◆ Teks Bacaan

▶

Moral Ekonomi
Korupsi
|
Amich Alhumami ; PhD Bidang
Antropologi Sosial dari University of Sussex, Inggris; Bekerja di Bappenas
|
SINDO,
22 Agustus 2012
Tak terbantahkan,korupsi sudah menjadi epidemi politik karena
terjadi secara sistematis, terstruktur, dan berulang-ulang.
Praktik korupsi menjelma dalam bentuk persekongkolan antara
aktor-aktor yang memangku kekuasaan di semua cabang pemerintahan dan
aktor-aktor swasta (pebisnis, makelar proyek). Korupsi berlangsung dalam suatu
relasi kuasa untuk kepentingan ekonomi-politik, memobilisasi sumber daya
ekonomi guna memperebutkan posisi dan kekuasaan politik. Meski sudah tak
terhitung lagi pelaku korupsi—mulai dari pejabat rendahan sampai pejabat tinggi
setingkat (mantan) menteri— yang dikirim ke bui, namun ancaman penjara tak
membuat ciut nyali para koruptor untuk menggangsir uang negara.
Selama ini, diskusi publik yang membahas mengenai masalah korupsi lebih menggunakan pendekatan hukum. Karena itu,korupsi semata-mata dilihat sebagai tindakan kejahatan luar biasa, sehingga cara penanganannya pun berpijak pada perspektif legalistik. Ilmu antropologi menawarkan perspektif lain dalam mengkaji dan menganalisis masalah korupsi, yang selama ini luput dari observasi para ahli hukum, pengamat sosial, dan aktivis antikorupsi.
Mereka melihat praktik korupsi dengan mendasarkan pada prosecutorial approach and legal sanction semata. Korupsi mengakar sangat kuat dalam struktur kekuasaan negara dan mengalami pelembagaan di dalam birokrasi pemerintahan dan badan-badan politik negara. Hal ini terjadi karena praktik korupsi mengandung suatu nilai yang sangat fundamental: moral ekonomi. Moral ekonomi adalah konsep klasik yang menjadi tema kajian akademis dalam ilmu antropologi ekonomi dan sosiologi ekonomi.

◀

◆ Daftar Data
▶

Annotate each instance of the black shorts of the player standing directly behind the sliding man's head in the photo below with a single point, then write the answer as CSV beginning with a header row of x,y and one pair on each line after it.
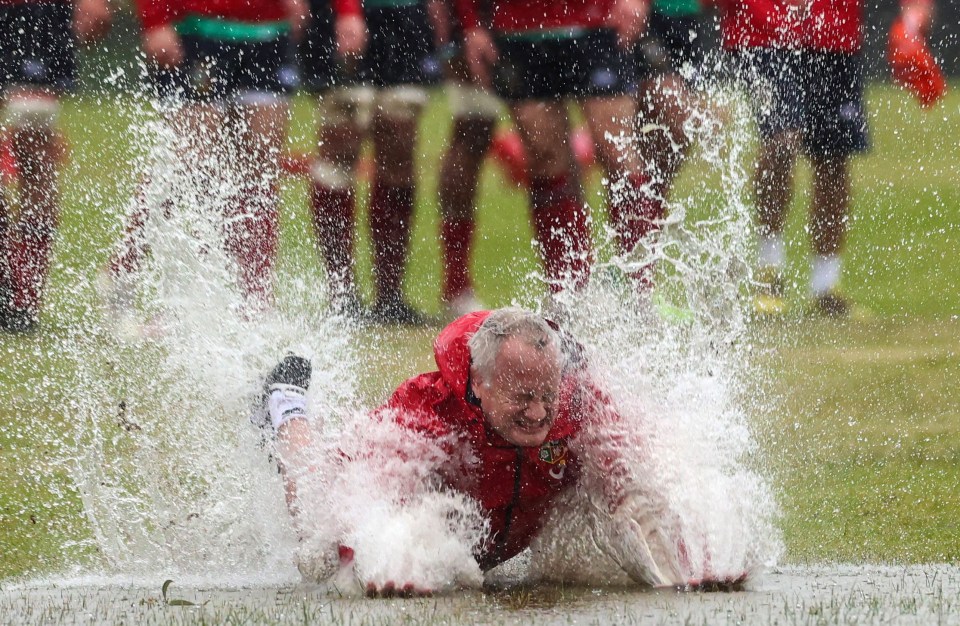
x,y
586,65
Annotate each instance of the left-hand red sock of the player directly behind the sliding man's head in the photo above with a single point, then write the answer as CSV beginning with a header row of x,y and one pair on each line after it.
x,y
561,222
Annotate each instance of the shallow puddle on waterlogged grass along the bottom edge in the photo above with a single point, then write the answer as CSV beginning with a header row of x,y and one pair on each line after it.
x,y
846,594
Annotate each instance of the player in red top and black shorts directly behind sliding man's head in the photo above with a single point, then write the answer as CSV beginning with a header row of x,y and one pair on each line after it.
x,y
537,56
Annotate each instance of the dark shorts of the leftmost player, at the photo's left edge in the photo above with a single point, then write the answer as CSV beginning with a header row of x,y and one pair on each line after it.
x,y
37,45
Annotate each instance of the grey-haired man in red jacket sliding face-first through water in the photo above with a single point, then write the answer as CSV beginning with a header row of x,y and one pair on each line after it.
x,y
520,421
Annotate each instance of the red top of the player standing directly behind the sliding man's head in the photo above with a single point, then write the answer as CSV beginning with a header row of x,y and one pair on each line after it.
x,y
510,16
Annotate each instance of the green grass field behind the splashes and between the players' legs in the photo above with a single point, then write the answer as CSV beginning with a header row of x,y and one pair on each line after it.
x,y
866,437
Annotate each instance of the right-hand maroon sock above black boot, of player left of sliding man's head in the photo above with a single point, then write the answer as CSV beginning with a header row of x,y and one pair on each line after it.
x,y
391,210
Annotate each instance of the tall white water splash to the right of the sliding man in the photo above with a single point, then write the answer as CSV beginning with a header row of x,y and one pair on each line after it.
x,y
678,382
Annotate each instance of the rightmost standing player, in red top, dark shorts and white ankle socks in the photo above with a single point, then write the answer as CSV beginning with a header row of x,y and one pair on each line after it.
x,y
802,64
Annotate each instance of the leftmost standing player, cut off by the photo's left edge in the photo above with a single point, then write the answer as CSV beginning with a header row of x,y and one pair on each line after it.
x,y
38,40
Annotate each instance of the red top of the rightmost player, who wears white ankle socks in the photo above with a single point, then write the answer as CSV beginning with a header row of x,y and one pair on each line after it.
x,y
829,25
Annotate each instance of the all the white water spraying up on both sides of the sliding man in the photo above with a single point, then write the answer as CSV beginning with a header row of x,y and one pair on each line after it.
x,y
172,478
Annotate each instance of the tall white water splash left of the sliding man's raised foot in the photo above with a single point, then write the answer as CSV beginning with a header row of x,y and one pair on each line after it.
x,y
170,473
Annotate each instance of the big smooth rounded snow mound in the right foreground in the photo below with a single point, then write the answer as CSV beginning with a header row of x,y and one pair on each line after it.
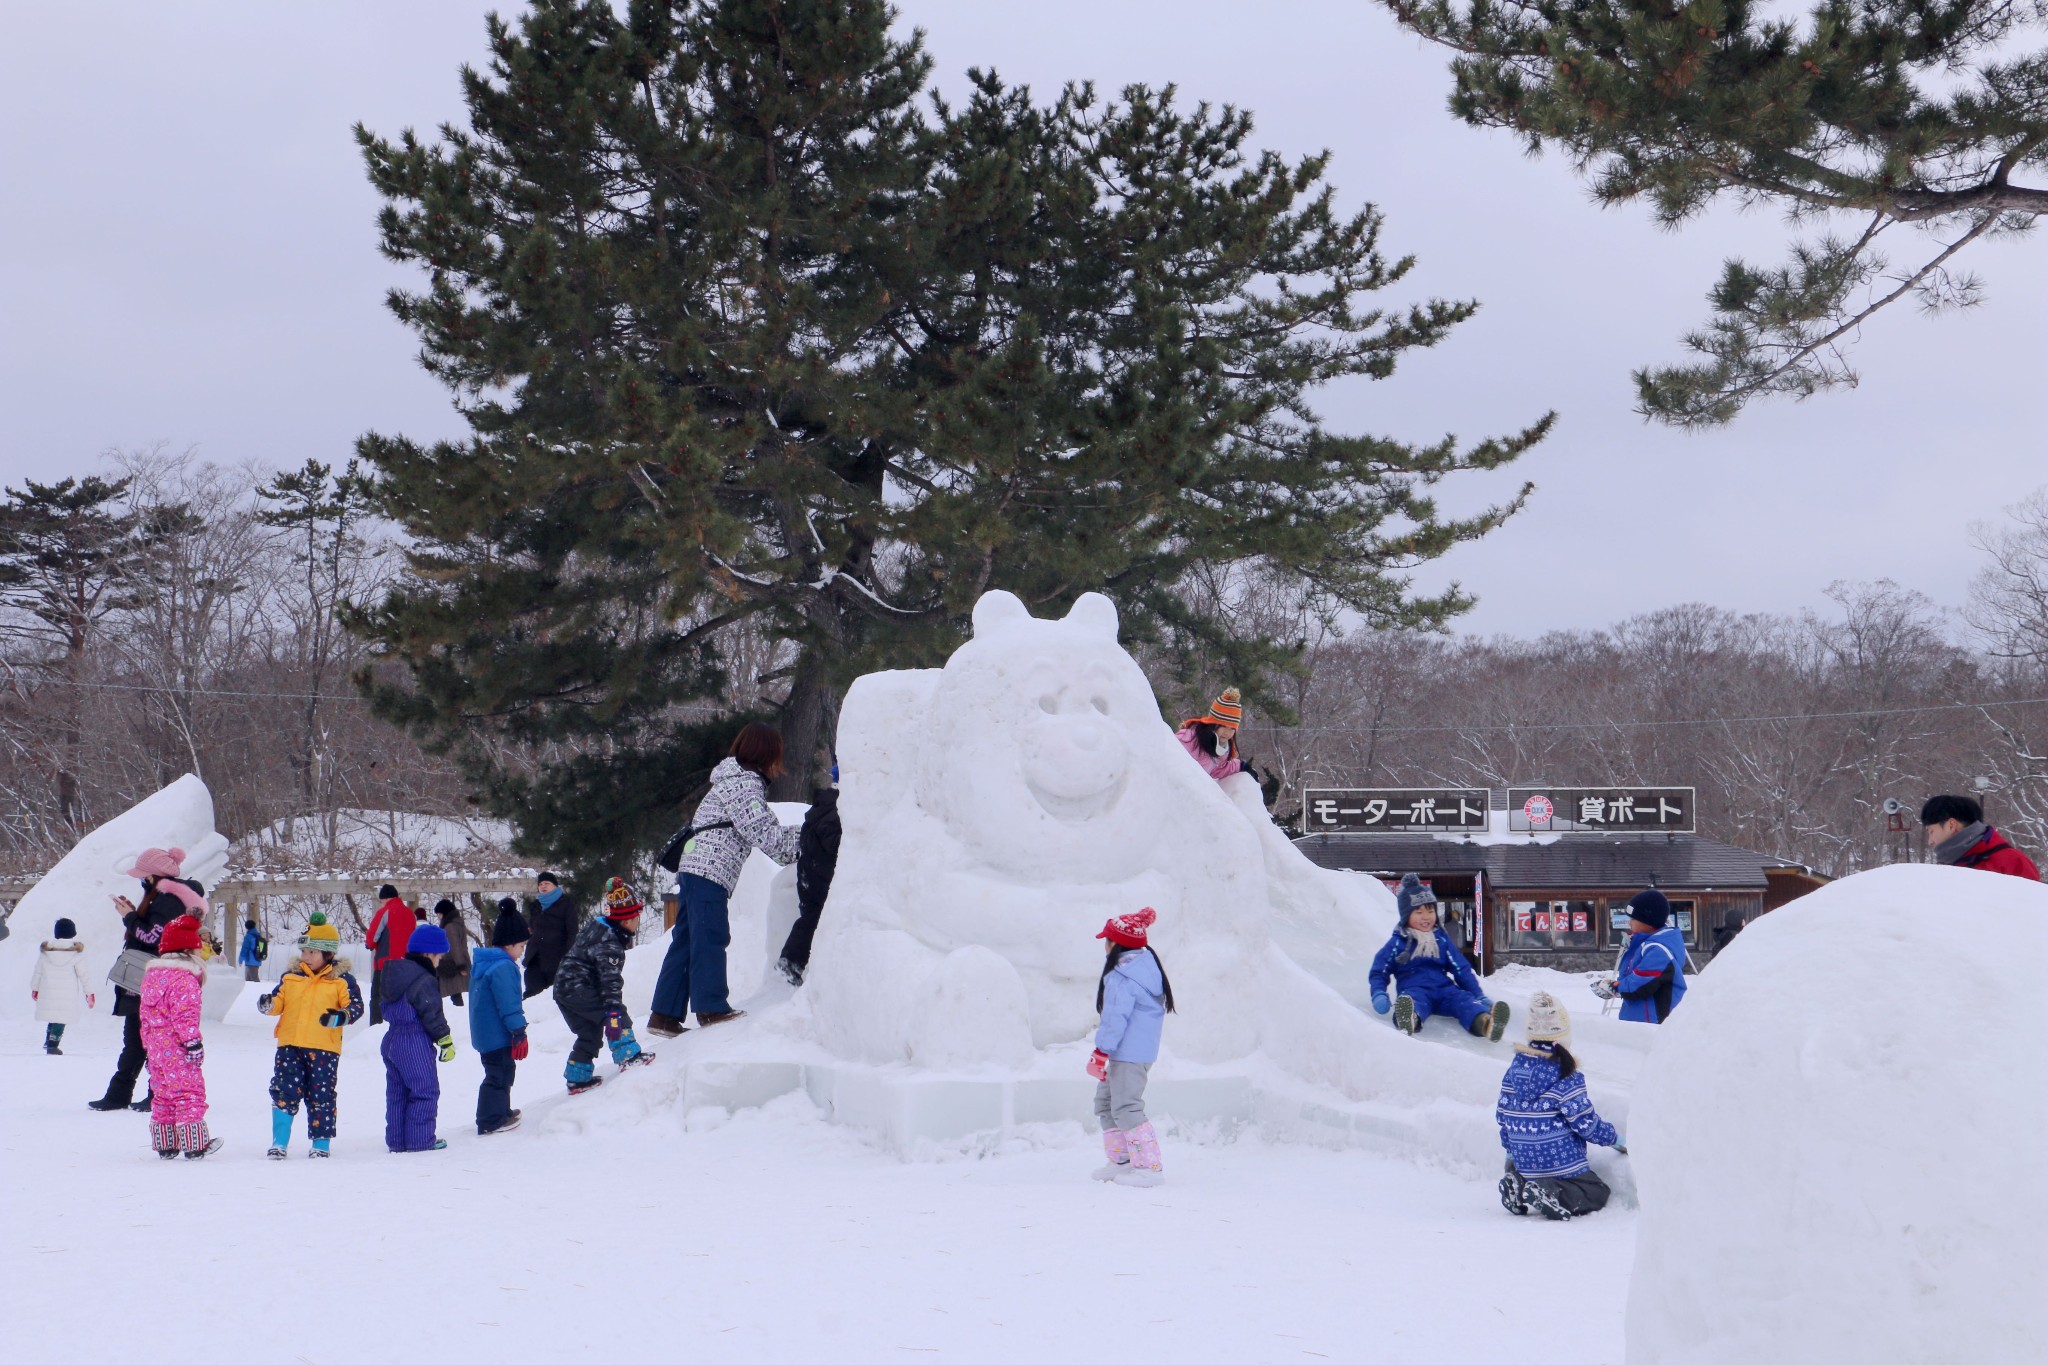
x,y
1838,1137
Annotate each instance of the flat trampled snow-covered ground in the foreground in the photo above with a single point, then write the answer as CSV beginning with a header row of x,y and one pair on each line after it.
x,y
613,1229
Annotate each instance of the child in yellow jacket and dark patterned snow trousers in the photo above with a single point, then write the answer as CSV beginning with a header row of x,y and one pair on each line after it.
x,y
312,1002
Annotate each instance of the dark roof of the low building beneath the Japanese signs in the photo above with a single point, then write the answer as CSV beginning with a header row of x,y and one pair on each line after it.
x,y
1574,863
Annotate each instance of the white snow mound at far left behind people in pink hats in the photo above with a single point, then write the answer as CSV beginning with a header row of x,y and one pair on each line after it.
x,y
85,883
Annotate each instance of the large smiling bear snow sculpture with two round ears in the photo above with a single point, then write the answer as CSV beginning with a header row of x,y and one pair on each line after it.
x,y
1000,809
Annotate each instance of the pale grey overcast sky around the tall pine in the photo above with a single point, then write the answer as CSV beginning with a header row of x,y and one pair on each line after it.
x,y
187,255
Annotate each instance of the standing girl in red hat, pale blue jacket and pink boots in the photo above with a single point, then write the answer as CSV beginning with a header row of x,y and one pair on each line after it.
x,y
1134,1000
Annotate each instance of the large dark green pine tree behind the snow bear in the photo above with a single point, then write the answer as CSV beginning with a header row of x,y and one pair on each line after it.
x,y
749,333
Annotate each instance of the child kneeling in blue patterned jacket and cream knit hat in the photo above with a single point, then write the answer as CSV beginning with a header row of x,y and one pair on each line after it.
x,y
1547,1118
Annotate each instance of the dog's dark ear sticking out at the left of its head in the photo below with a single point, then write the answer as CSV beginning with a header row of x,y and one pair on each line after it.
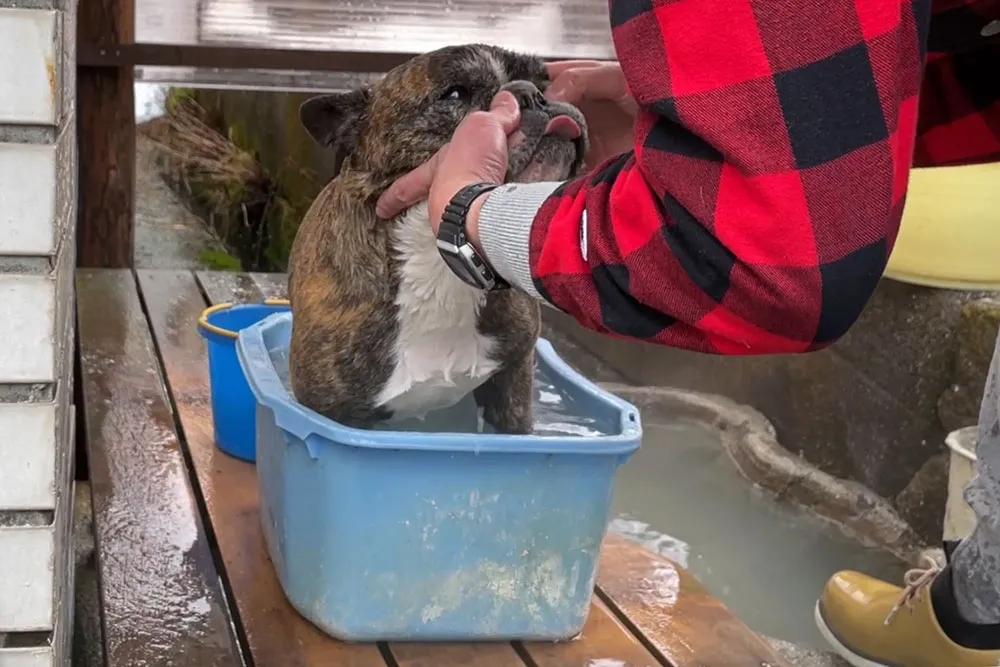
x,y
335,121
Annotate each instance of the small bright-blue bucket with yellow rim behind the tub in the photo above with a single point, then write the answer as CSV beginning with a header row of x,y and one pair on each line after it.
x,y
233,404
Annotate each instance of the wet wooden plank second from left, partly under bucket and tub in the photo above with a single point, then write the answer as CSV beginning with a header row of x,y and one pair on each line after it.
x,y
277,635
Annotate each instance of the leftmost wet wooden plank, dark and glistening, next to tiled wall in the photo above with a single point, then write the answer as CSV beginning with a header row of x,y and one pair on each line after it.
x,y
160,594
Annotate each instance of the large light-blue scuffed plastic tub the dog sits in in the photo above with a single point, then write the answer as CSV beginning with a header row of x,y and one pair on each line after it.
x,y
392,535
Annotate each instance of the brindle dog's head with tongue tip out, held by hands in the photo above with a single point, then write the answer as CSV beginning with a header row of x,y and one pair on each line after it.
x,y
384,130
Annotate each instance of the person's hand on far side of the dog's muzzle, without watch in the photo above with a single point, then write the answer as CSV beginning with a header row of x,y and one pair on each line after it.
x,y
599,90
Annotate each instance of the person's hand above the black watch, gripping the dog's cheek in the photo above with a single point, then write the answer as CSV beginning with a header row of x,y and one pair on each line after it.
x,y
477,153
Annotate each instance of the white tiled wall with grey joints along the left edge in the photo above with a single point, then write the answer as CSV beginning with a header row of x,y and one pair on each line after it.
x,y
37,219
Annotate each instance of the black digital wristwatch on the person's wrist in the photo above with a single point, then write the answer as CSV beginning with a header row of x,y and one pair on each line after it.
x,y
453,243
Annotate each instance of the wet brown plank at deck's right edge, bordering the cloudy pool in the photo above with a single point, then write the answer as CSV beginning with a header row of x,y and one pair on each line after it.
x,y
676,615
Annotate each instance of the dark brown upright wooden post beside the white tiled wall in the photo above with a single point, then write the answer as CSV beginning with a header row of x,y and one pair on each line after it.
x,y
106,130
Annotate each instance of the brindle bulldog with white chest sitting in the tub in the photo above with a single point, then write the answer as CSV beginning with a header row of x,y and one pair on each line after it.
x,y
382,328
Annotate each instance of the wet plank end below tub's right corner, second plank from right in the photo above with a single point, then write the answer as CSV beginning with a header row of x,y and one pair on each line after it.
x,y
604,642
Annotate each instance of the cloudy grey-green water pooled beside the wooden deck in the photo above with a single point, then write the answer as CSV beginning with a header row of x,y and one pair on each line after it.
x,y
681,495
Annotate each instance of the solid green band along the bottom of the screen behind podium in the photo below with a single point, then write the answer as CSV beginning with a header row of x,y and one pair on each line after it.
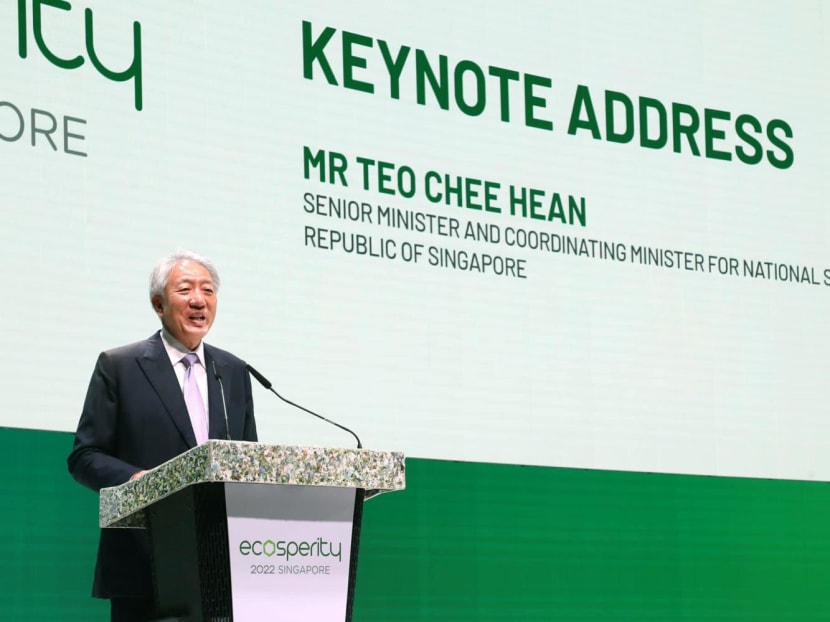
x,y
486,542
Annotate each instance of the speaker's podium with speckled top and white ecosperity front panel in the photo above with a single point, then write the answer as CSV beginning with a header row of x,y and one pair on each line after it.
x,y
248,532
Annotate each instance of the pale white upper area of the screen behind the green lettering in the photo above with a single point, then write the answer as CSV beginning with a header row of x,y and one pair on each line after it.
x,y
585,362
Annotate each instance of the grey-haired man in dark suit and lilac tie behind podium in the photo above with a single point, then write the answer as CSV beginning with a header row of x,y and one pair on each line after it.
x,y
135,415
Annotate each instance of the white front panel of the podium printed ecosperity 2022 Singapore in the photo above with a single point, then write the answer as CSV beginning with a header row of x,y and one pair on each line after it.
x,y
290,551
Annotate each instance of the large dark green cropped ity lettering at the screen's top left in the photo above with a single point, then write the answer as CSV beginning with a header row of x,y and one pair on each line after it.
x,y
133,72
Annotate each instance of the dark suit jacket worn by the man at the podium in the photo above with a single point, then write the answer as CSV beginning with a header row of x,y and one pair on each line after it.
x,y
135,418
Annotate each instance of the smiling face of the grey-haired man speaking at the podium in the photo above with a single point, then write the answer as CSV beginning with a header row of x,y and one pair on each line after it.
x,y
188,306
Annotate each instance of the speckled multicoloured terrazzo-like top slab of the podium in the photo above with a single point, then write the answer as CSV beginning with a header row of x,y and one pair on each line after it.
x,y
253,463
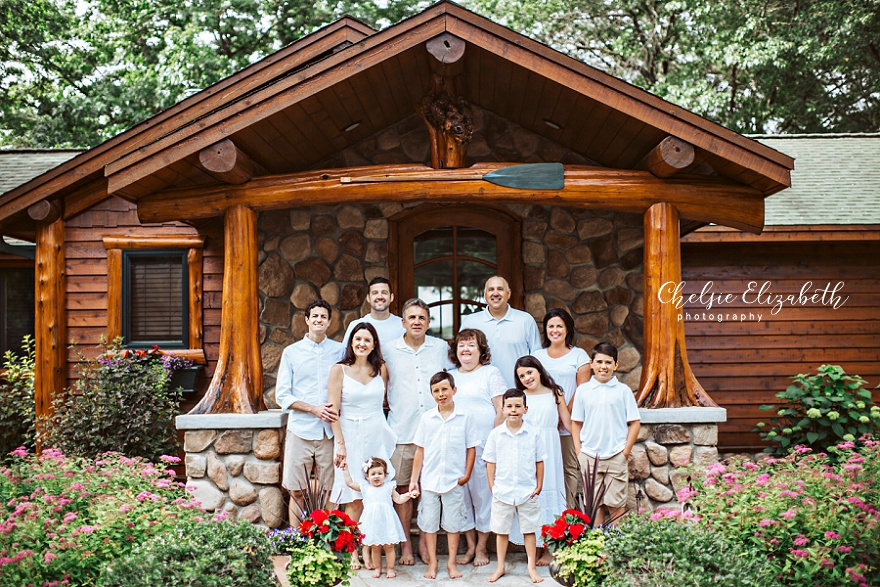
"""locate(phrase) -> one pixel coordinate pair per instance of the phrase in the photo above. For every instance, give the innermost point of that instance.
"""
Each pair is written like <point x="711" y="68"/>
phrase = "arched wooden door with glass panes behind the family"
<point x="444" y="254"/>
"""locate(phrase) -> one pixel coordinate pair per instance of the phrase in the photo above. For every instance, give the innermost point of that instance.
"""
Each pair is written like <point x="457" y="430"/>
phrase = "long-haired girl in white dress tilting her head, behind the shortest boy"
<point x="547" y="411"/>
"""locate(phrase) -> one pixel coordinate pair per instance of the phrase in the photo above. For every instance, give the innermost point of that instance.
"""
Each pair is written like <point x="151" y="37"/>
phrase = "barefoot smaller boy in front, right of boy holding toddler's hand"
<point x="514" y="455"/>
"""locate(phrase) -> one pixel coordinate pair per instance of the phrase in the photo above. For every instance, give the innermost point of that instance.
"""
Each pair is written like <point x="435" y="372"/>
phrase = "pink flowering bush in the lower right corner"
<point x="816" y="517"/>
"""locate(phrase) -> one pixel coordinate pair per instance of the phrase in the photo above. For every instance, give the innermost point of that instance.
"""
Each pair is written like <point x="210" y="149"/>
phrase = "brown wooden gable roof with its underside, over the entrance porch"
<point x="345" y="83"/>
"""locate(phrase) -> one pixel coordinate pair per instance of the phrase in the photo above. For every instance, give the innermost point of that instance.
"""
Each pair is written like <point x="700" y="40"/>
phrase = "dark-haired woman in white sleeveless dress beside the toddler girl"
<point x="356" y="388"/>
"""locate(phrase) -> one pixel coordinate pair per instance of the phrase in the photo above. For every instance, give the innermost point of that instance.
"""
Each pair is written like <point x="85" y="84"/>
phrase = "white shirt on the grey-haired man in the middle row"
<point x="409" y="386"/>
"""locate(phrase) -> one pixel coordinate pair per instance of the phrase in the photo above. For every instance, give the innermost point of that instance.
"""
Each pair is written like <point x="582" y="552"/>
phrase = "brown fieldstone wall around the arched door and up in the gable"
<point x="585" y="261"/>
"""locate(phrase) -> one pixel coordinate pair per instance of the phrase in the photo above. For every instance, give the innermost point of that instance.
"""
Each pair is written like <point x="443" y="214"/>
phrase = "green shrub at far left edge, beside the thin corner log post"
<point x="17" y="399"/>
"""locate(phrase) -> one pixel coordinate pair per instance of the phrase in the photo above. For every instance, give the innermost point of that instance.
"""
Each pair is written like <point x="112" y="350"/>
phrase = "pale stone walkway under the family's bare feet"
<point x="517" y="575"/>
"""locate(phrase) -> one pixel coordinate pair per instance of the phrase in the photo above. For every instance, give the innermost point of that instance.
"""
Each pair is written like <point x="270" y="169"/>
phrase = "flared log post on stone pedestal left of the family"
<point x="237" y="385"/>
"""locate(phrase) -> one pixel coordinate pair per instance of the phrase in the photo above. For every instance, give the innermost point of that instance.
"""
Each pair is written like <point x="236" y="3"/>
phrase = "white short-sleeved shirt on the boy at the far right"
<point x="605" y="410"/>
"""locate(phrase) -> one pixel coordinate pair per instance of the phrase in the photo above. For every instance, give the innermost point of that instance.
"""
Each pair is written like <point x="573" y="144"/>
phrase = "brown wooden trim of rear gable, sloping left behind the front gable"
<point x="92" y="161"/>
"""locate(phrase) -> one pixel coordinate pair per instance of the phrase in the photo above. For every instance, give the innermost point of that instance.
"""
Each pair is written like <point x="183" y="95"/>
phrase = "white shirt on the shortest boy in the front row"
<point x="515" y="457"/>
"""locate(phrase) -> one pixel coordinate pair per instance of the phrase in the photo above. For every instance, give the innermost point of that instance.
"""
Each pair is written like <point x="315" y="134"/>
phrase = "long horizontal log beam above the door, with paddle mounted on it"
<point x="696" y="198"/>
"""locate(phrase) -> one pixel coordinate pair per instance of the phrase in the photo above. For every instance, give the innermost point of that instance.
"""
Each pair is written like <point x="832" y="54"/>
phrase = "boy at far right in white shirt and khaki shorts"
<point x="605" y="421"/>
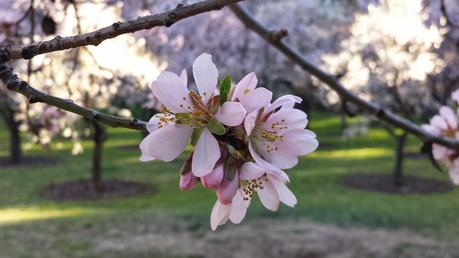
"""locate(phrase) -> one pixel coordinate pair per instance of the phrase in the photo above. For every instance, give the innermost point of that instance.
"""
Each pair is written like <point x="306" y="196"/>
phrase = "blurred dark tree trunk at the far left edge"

◀

◆ Yang Perlu Dikerjakan
Salin bagian artikel tentang korupsi antara "Praktik korupsi menjelma" dan "menggangsir uang negara.", termasuk kedua bagian tersebut. Daftar di atas tidak diperlukan.

◆ Jawaban Tugas
Praktik korupsi menjelma dalam bentuk persekongkolan antara
aktor-aktor yang memangku kekuasaan di semua cabang pemerintahan dan
aktor-aktor swasta (pebisnis, makelar proyek). Korupsi berlangsung dalam suatu
relasi kuasa untuk kepentingan ekonomi-politik, memobilisasi sumber daya
ekonomi guna memperebutkan posisi dan kekuasaan politik. Meski sudah tak
terhitung lagi pelaku korupsi—mulai dari pejabat rendahan sampai pejabat tinggi
setingkat (mantan) menteri— yang dikirim ke bui, namun ancaman penjara tak
membuat ciut nyali para koruptor untuk menggangsir uang negara.